Les négociations débutent comme prévu à Montréal le 3 septembre. Le gouverneur Callière, certaines nations alliées comme les Hurons et les Outaouais, ainsi que les Iroquois exposent leurs demandes. Après avoir remis quelques prisonniers français[10], les Iroquois insistent pour que des marchandises de traite leur soient envoyées au fort Frontenac, de même qu'un armurier pour qu'ils puissent réparer leurs fusils. De plus, ils veulent que les prisonniers iroquois détenus par les Français et leurs alliés soient libérés. Callière accède aux deux premières demandes. Concernant les prisonniers, il promet de faire son possible tout en demandant que les Cinq-Nations fassent de même pour les prisonniers Français et Autochtones[11].

Puisque ce traité de paix préliminaire a été conclu en l'absence d'un trop grand nombre de nations de l'Ouest, alliées des Français, le gouverneur Callière propose qu'Iroquois et Autochtones de l'Ouest reviennent à Montréal en août 1701 pour conclure la paix et terminer l'échange de prisonniers[12]. Les Iroquois acceptent.

____

Exercice court » Poursuivez le texte sur les négociations de paix à Montréal à partir de sa dernière phrase. Les enregistrements ne sont pas nécessaires pour cet exercice.

[Extraits de données de pointage]

____

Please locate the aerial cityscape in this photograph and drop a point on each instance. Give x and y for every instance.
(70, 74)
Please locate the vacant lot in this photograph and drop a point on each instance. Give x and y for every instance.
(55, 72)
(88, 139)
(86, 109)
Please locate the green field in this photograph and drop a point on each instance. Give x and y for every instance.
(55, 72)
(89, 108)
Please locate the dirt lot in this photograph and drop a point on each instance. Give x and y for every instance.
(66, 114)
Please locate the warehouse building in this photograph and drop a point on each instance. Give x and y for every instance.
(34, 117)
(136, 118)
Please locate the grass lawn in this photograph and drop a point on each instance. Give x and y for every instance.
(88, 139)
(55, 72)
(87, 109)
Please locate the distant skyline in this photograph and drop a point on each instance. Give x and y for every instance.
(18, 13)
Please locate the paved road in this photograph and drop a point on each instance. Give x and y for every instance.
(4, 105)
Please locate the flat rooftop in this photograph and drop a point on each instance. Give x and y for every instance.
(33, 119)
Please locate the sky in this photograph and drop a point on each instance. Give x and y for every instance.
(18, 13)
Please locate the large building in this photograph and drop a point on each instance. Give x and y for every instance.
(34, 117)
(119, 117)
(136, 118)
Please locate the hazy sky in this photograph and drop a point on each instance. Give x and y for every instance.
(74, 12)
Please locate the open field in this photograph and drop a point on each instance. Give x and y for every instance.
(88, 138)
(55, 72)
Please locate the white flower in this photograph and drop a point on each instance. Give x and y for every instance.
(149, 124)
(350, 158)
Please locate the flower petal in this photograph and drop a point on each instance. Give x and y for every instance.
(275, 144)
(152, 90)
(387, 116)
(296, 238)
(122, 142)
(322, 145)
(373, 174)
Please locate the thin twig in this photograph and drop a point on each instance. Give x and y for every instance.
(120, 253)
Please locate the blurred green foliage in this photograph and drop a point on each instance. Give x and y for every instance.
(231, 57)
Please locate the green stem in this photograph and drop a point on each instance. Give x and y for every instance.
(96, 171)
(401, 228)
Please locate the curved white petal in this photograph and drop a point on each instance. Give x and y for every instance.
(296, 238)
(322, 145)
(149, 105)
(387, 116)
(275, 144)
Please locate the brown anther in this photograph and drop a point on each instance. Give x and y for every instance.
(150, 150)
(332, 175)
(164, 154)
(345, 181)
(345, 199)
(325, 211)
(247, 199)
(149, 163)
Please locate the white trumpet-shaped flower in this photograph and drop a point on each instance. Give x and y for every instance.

____

Réponse rédigée »
Le traité avec les Anglais[modifier | modifier le code]

En juin 1701, des ambassadeurs français arrivent à Onondaga porteurs d'un message du gouverneur Callière sur le traité à venir. Ils tentent entre autres de justifier la construction du fort Détroit. Quand il a vent de la nouvelle, le lieutenant-gouverneur Nanfan[e] dépêche plusieurs représentants à Albany pour faire obstruction à toute initiative française. Ces représentants invitent notamment les Iroquois à venir rencontrer le lieutenant-gouverneur à Albany le mois suivant[13]. De leur côté, les Iroquois ne cachent pas leur exaspération face aux Français, qui ont construit un fort sur des terres dont ils réclament la juridiction[14]. Ils affirment de plus qu'ils vivent en harmonie avec la population d'Albany depuis près de 100 ans sous la chaîne d'alliance.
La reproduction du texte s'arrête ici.